• **TASK TO COMPLETE**: Format every line of the items below as a JSON list of strings, one string per line, skipping blank lines and leaving out the pictures.

• **EXTRACTED RECORDS**:
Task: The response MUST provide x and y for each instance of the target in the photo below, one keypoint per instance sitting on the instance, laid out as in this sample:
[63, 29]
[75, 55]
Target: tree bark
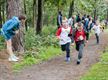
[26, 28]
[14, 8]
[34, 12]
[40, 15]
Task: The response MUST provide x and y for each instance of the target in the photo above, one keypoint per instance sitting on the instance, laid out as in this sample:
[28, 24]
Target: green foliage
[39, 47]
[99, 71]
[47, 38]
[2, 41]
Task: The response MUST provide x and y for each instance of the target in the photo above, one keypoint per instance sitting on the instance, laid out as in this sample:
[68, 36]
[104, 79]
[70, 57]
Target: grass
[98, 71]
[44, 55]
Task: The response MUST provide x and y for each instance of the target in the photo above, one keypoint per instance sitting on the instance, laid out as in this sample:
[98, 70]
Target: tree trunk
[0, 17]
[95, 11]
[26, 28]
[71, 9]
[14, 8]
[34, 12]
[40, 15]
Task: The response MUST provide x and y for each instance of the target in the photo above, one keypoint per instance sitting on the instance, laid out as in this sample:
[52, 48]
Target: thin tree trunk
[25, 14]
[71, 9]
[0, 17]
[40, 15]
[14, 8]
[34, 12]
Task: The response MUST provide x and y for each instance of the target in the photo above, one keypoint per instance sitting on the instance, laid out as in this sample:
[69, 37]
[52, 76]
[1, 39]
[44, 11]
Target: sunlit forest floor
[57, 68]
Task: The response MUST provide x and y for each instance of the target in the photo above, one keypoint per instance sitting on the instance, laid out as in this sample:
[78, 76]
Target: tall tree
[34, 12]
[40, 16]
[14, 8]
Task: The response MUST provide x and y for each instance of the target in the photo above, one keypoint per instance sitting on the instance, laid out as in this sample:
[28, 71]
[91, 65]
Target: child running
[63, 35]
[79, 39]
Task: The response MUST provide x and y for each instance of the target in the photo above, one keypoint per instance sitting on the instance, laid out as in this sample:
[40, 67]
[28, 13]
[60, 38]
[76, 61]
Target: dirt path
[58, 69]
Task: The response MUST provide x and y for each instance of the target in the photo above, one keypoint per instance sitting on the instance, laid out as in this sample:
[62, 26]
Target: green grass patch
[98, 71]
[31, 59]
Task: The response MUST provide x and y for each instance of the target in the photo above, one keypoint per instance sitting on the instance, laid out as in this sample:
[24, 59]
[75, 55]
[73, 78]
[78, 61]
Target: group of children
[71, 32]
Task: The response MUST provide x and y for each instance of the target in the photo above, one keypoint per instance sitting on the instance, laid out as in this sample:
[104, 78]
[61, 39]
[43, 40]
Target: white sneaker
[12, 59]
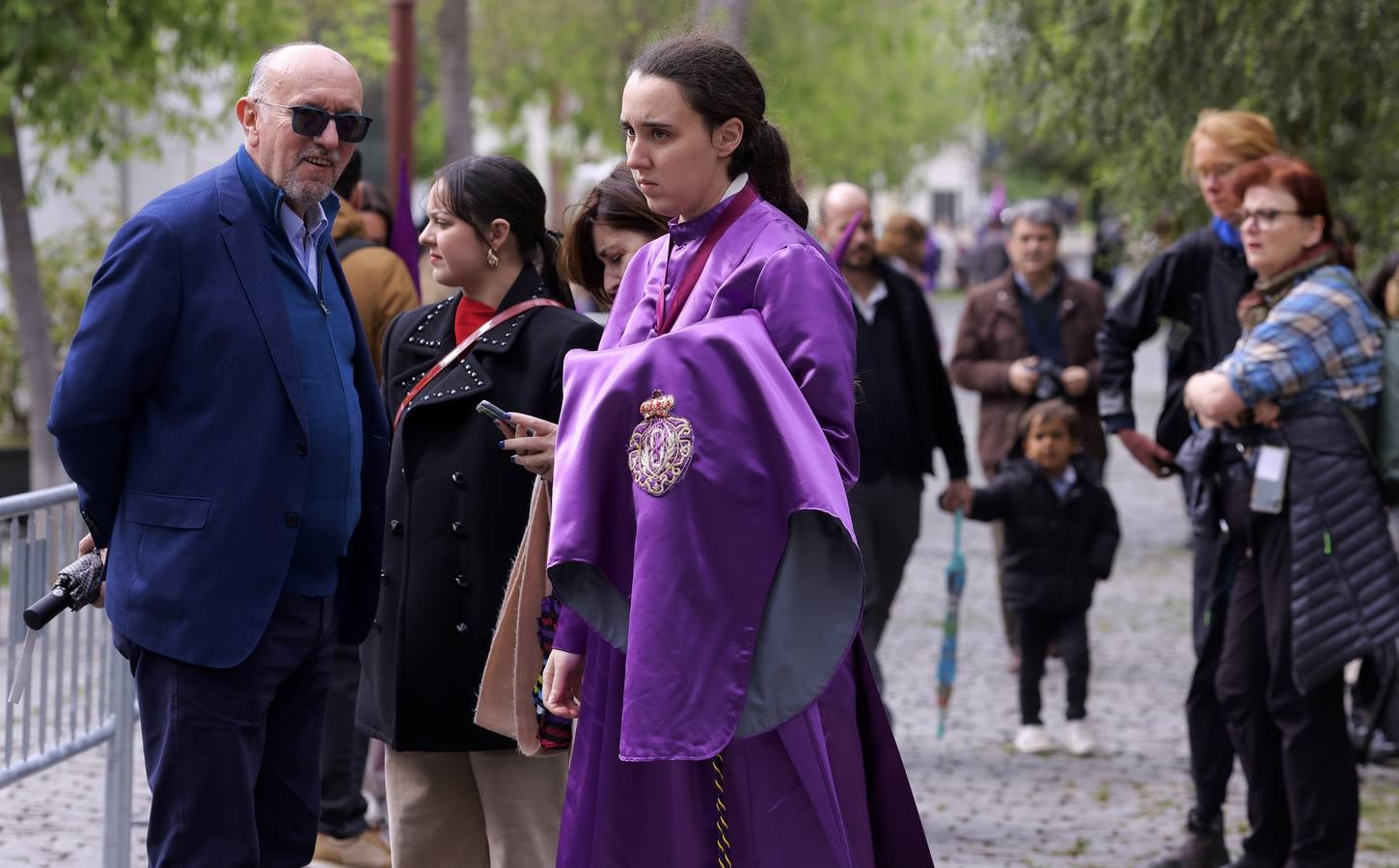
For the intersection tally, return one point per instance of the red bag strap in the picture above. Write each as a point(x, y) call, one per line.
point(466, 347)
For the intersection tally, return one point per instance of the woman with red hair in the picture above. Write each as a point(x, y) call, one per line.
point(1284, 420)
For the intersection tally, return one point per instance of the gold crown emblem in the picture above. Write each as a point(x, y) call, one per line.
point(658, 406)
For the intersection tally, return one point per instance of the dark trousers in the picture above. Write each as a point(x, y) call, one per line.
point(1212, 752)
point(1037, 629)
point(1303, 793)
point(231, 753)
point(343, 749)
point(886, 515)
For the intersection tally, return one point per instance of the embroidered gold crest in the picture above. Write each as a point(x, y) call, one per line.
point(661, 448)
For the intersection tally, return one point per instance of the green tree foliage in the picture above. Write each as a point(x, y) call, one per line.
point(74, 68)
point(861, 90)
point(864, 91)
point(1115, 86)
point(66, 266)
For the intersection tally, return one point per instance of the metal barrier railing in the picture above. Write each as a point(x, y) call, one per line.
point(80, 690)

• **FINAL RESULT**:
[
  "Task: The response MUST provide x and y for each instance of the target in the photo below, one keypoint per instance sitting on the instance, laid out as in this sample:",
  "[63, 29]",
  "[75, 55]",
  "Target: tree bark",
  "[26, 28]",
  "[14, 8]",
  "[34, 12]",
  "[40, 15]",
  "Task: The response MUST provide x and y for each instance of the target in the photo above, one keypoint per instance sitting on the instance, laid out as in this sample:",
  "[28, 24]",
  "Target: green foliage",
  "[39, 47]",
  "[99, 71]",
  "[47, 38]",
  "[2, 41]",
  "Task: The response MUST provide x and y for each instance of the target in the photo above, one keypoint per instance sitting on the instance, laid out as in this sample:",
  "[68, 36]",
  "[104, 79]",
  "[70, 57]",
  "Target: grass",
  "[98, 71]",
  "[44, 55]",
  "Task: The response MUST provide x and y for each instance of the target in the photo above, one keypoint per instance sitting on the instance, laid out as in this sample:",
  "[98, 70]",
  "Target: tree trunk",
  "[0, 17]",
  "[95, 11]",
  "[26, 28]",
  "[71, 9]",
  "[14, 8]",
  "[34, 12]",
  "[40, 15]",
  "Task: The response MUST provide x and y for each instance of the target in the photo above, one keypoint per instance sitting on the instance, laid out as in this sample:",
  "[52, 48]",
  "Target: thin tree trunk",
  "[25, 14]",
  "[71, 9]",
  "[0, 17]",
  "[40, 15]",
  "[14, 8]",
  "[34, 12]",
  "Task: The response MUST provide x and y for each instance of the target in the photo above, one keypoint per instance sitting on the instance, laid out as in this sample:",
  "[69, 37]",
  "[52, 76]",
  "[1, 39]",
  "[44, 11]",
  "Target: sunlit forest floor",
  "[57, 68]",
  "Task: The response MUST provide x and y for each instance of the target in the photo above, one keypoint per instance sitting on the instance, laid out as in this sample:",
  "[78, 76]",
  "Target: tall tree",
  "[34, 12]",
  "[40, 16]",
  "[14, 8]",
  "Task: The response MUST provide x and y for each instance of the target in the photo above, one keypoint per instance sitting on the instance, laid out as in this sample:",
  "[28, 71]",
  "[91, 65]",
  "Target: child running",
  "[63, 35]",
  "[79, 39]",
  "Task: The response MUST provide x and y for each instance of the target in the photo above, one keypoint per instance sitting on the instance, laid out as in this sample:",
  "[40, 67]",
  "[28, 13]",
  "[60, 38]",
  "[76, 61]",
  "Target: dirt path",
  "[58, 69]",
  "Task: The response MUST provide x and y for each instance of the target in the photo above, one keypoint per instance sitting on the instance, laid out as in this sample:",
  "[62, 26]",
  "Target: green grass patch",
  "[98, 71]",
  "[31, 59]",
  "Task: The response MUST provide x and y for each instance of the target in the photo above, one keypoint per instance sitting on the instance, laid out as in this sample:",
  "[24, 59]",
  "[75, 55]",
  "[73, 78]",
  "[78, 61]",
  "Target: group of children",
  "[71, 32]",
  "Task: The response MUST provide x and y for each instance of the target in the photo above, one keypoint per instance sitting on the instance, laid out as in this sample:",
  "[104, 78]",
  "[61, 39]",
  "[43, 40]",
  "Target: white sneaker",
  "[12, 59]",
  "For the intersection tally, return one point per instance of the red bag strap in the picture above. Write each as a point(x, y) call, one per line.",
  "point(466, 347)",
  "For the intersection tally, return one point per instance of the woman with red hair in the picture above. Write each as a point(x, y) call, one per line.",
  "point(1284, 420)",
  "For the intersection tally, return one point per instance of the gold crown emblem in the picture above. Write each as a point(x, y) call, one per line.",
  "point(658, 406)",
  "For the intersection tally, return one point per instance of the dark trousers in the picture above. Write each as a point(x, y) call, one per line.",
  "point(1212, 752)",
  "point(1037, 629)",
  "point(1303, 793)",
  "point(231, 753)",
  "point(343, 749)",
  "point(886, 515)",
  "For the intersection tally, return one point per instance of the embroidered gold crest in the picture above. Write each as a point(x, y) call, one per line.",
  "point(661, 448)",
  "For the intersection tally, return one point per instance of the green tree foliage in the picture above. Write each as a point(x, y) call, one per line.",
  "point(74, 68)",
  "point(861, 90)",
  "point(864, 91)",
  "point(1115, 86)",
  "point(66, 266)",
  "For the intersection tally, return one point per instance of the metal barrier railing in the picture above. Write each as a point(x, y) call, one per line.",
  "point(80, 690)"
]